-- start of Exercise material --

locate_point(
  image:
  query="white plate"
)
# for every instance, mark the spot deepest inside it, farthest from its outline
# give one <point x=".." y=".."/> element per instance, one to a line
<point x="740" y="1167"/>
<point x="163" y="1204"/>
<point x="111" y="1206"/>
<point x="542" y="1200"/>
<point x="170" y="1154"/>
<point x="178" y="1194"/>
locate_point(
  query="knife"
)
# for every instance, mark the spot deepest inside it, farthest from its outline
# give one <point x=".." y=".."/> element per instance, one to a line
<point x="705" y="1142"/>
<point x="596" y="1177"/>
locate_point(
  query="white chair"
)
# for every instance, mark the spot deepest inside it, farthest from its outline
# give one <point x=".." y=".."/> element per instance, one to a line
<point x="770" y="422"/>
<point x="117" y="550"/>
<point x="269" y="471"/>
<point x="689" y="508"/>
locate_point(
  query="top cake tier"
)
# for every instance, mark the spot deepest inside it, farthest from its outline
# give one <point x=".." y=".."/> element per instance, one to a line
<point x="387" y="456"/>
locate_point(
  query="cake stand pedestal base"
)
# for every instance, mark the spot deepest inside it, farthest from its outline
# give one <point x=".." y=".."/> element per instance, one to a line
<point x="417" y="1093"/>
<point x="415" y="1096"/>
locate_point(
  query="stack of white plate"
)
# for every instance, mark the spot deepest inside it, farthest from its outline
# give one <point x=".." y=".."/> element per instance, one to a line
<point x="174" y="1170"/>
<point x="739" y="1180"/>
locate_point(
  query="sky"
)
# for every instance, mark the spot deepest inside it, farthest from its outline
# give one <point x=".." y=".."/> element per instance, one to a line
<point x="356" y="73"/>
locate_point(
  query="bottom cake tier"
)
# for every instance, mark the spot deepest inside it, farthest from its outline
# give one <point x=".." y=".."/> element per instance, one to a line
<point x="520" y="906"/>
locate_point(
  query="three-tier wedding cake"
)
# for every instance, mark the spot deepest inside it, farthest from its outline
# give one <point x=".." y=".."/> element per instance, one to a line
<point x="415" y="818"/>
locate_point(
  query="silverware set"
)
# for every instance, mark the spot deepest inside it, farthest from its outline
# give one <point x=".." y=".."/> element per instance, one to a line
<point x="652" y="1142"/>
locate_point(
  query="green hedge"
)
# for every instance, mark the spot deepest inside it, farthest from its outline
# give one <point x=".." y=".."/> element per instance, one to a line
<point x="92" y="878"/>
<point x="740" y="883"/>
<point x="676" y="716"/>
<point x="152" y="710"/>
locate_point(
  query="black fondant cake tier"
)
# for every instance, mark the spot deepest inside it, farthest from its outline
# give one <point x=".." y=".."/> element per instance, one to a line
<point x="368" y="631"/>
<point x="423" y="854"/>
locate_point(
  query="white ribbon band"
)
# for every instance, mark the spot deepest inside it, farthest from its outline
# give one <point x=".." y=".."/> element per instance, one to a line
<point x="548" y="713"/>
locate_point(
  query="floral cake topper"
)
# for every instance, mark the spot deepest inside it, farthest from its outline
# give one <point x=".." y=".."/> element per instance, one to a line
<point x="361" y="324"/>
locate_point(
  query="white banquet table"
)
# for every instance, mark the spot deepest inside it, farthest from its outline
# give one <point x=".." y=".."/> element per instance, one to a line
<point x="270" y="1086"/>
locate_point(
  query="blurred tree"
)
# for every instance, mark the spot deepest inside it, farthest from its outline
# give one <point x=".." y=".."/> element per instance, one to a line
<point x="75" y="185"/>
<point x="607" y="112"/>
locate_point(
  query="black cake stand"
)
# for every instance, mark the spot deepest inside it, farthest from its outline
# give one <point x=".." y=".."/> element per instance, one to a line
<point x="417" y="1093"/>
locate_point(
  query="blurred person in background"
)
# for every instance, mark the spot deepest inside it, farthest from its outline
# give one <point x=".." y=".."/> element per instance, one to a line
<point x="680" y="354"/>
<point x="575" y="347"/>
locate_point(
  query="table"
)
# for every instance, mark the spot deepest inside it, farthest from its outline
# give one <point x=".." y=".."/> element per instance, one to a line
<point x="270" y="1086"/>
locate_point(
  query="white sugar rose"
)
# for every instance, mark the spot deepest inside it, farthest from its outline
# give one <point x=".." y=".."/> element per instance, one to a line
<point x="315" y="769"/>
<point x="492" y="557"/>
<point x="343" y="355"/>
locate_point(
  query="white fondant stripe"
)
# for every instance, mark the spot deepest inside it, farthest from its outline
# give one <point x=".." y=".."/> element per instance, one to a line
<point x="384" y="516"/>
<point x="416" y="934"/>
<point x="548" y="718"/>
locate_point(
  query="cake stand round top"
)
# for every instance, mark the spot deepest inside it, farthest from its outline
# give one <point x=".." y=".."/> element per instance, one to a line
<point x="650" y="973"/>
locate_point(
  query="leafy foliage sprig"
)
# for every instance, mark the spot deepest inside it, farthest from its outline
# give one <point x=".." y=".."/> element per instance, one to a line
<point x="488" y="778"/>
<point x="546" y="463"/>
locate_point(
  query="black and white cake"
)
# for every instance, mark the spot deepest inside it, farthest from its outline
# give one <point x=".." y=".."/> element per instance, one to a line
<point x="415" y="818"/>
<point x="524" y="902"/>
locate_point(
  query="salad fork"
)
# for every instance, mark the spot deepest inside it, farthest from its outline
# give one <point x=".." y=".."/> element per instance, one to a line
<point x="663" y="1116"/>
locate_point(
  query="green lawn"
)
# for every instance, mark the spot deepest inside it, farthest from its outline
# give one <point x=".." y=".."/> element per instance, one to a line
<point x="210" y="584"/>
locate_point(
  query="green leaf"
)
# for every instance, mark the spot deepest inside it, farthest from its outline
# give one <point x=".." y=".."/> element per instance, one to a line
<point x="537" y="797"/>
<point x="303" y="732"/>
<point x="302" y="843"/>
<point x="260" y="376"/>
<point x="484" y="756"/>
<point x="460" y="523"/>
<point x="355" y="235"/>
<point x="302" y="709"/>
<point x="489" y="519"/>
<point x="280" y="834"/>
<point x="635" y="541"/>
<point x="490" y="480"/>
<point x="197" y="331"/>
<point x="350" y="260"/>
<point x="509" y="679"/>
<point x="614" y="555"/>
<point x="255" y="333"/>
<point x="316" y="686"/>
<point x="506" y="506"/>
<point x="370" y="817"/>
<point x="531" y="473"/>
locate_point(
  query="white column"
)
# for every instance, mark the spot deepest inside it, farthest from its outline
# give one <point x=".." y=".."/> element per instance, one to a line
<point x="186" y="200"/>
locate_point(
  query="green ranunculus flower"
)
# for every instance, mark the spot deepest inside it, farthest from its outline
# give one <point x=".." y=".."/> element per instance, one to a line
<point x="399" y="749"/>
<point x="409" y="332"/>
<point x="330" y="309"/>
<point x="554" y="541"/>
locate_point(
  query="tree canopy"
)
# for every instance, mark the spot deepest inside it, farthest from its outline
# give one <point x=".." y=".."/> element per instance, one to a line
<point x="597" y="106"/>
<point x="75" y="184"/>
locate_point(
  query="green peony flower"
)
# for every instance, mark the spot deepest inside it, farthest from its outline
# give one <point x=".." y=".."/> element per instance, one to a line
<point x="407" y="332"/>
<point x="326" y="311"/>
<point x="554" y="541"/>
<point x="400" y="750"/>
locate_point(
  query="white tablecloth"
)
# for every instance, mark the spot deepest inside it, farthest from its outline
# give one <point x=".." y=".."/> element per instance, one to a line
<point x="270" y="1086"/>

-- end of Exercise material --

## Task statement
Type out all of the material again, word for word.

## Answer below
locate_point(
  image:
  query="white plate"
)
# for every instance, mark the spot deepest inside it, farthest from its outline
# give one <point x=".." y=".."/> element per instance, one to a line
<point x="740" y="1167"/>
<point x="163" y="1204"/>
<point x="111" y="1206"/>
<point x="542" y="1200"/>
<point x="170" y="1154"/>
<point x="178" y="1194"/>
locate_point(
  query="knife"
)
# for every instance, mark the spot deepest inside it, farthest from its outline
# give one <point x=".." y=".."/> element per instance, one to a line
<point x="705" y="1142"/>
<point x="596" y="1177"/>
locate_point(
  query="white chair"
)
# for every instance, mark the spot deepest inside it, farthest from its outline
# give one <point x=".." y=".."/> element per instance, one to a line
<point x="770" y="422"/>
<point x="117" y="550"/>
<point x="269" y="471"/>
<point x="689" y="508"/>
locate_point(
  query="top cake tier"
)
# for every instance, mark the spot deepest inside it, farthest from its outline
# give one <point x=".." y=".."/> element per instance, one to a line
<point x="387" y="456"/>
locate_point(
  query="cake stand pedestal base"
)
# for every instance, mark the spot deepest inside it, farthest from its outline
# give one <point x=".." y=".."/> element per instance, one to a line
<point x="417" y="1093"/>
<point x="415" y="1096"/>
locate_point(
  query="stack of white plate"
)
# for every instance, mark the spot deepest inside it, farthest from its outline
# give one <point x=".." y=".."/> element per instance, one to a line
<point x="174" y="1170"/>
<point x="739" y="1180"/>
locate_point(
  query="sky"
)
# for every instance, mark the spot deepest inside it, farthest from its outline
# give one <point x=".." y=".."/> element per instance, one to a line
<point x="356" y="73"/>
locate_point(
  query="bottom cake tier"
)
# for every instance, mark the spot deepest inside it, farthest from its outline
# give one <point x=".." y=".."/> element per instance, one to a line
<point x="520" y="906"/>
locate_point(
  query="three-tier wedding cake"
)
# for every instance, mark the spot deepest inside it, farthest from its outline
# give one <point x=".." y=".."/> element per instance, one to a line
<point x="415" y="818"/>
locate_point(
  query="silverware set"
)
# for every instance, mark the spot deepest inside it, farthest from its outline
# give one <point x=".." y=".."/> element per instance, one to a line
<point x="652" y="1142"/>
locate_point(
  query="green hedge"
)
# for every instance, mark the spot deepest inside it, farthest from its outline
# give one <point x=".." y=".."/> element per instance, one to a line
<point x="92" y="878"/>
<point x="740" y="883"/>
<point x="676" y="716"/>
<point x="152" y="710"/>
locate_point(
  query="black fondant cake tier"
)
# for every instance, mark the spot deepest inside it, farthest from its outline
# give one <point x=".." y=".."/> element per instance, one to a line
<point x="368" y="631"/>
<point x="423" y="854"/>
locate_point(
  query="white ribbon band"
)
# for every instance, mark the spot deepest inside it, farthest from its outline
# give one <point x=".." y=".."/> element per instance, one to a line
<point x="548" y="713"/>
locate_point(
  query="floral cake topper"
)
# for every instance, mark the spot deepest inside it, farthest from its outline
# give one <point x=".." y=".."/> element per instance, one to a line
<point x="361" y="324"/>
locate_point(
  query="white banquet table"
)
# for every instance, mark the spot deepest inside it, farthest from its outline
# give one <point x=".." y=".."/> element per instance, one to a line
<point x="270" y="1086"/>
locate_point(
  query="blurred tree"
)
# for every instance, mark the spot deepest inside it, farthest from its outline
# give one <point x=".." y=".."/> element per instance, one to a line
<point x="75" y="185"/>
<point x="607" y="112"/>
locate_point(
  query="black cake stand"
)
# for every instance, mark the spot deepest inside it, farthest from its outline
# give one <point x=".." y=".."/> element per instance, one to a line
<point x="417" y="1093"/>
locate_point(
  query="blurred person in background"
)
# for every instance, mark the spot deepest inside it, farthest from its outline
# give one <point x=".." y=".."/> element per instance, one to a line
<point x="680" y="354"/>
<point x="575" y="347"/>
locate_point(
  query="table"
)
# for every instance, mark the spot deepest inside it, farthest from its outline
# give one <point x=".." y=".."/> element per instance, one to a line
<point x="270" y="1086"/>
locate_point(
  query="white sugar rose"
)
# for every instance, mark the spot deepest inside it, farthest from its outline
# give one <point x=".." y=".."/> element per instance, one to a line
<point x="315" y="769"/>
<point x="492" y="557"/>
<point x="343" y="355"/>
locate_point(
  query="white fondant stripe"
)
# for every instance, mark the spot deepest inside it, farthest from its outline
# give one <point x=".." y=".."/> element per instance, one to a line
<point x="384" y="516"/>
<point x="416" y="934"/>
<point x="548" y="718"/>
locate_point(
  query="cake stand round top"
)
# for every instance, mark the spot deepest inside it, farthest from its outline
# give one <point x=".." y=".."/> element per instance, one to a line
<point x="650" y="973"/>
locate_point(
  query="leafy foliage sprig"
)
# for every instance, mark the spot deepest inside it, farthest from its outline
# give one <point x=".." y=".."/> element per instance, one to a line
<point x="488" y="778"/>
<point x="546" y="463"/>
locate_point(
  query="black and white cake"
)
# for every instance, mark the spot deepest inside it, farthest from its outline
# give one <point x=".." y=".."/> element per instance, one to a line
<point x="415" y="818"/>
<point x="524" y="902"/>
locate_point(
  query="salad fork"
)
# for every instance, mark the spot deepest inside it, farthest from its outline
# give one <point x=".." y=".."/> element per instance, one to a line
<point x="663" y="1116"/>
locate_point(
  query="green lawn"
)
# for every instance, mark the spot deepest inside it, farthest from its outline
# give one <point x=".." y=".."/> element per instance, one to a line
<point x="210" y="584"/>
locate_point(
  query="green leaf"
)
# for every instance, mark the spot deepest inside it, farthest from its outline
# give one <point x=".." y=".."/> element per instance, one to a line
<point x="537" y="797"/>
<point x="303" y="732"/>
<point x="302" y="843"/>
<point x="260" y="376"/>
<point x="484" y="756"/>
<point x="460" y="523"/>
<point x="355" y="235"/>
<point x="302" y="709"/>
<point x="489" y="519"/>
<point x="280" y="834"/>
<point x="635" y="541"/>
<point x="490" y="480"/>
<point x="197" y="331"/>
<point x="350" y="260"/>
<point x="509" y="679"/>
<point x="614" y="555"/>
<point x="255" y="333"/>
<point x="316" y="686"/>
<point x="506" y="506"/>
<point x="370" y="817"/>
<point x="531" y="473"/>
locate_point(
  query="white column"
)
# for every instance, mark the spot deepest inside it, farthest from its outline
# give one <point x=".." y=".."/> element per instance, one to a line
<point x="186" y="200"/>
locate_point(
  query="green ranunculus flower"
)
# for every instance, mark the spot deepest inside it, farthest from its outline
# give one <point x=".." y=".."/> element per instance, one to a line
<point x="399" y="749"/>
<point x="409" y="332"/>
<point x="330" y="309"/>
<point x="554" y="541"/>
locate_point(
  query="tree canopy"
)
# for every instance, mark the spot deepest inside it, farthest from its outline
# give one <point x=".." y=".."/> element per instance, one to a line
<point x="597" y="106"/>
<point x="75" y="184"/>
locate_point(
  query="green peony flower"
)
# for every instance, mark the spot deepest inside it, farthest from its outline
# give one <point x=".." y=".."/> element per instance, one to a line
<point x="407" y="332"/>
<point x="326" y="311"/>
<point x="554" y="541"/>
<point x="400" y="750"/>
locate_point(
  query="white tablecloth"
)
# for every instance, mark the spot deepest inside it, farthest from its outline
# give one <point x=".." y=".."/> element per instance, one to a line
<point x="270" y="1086"/>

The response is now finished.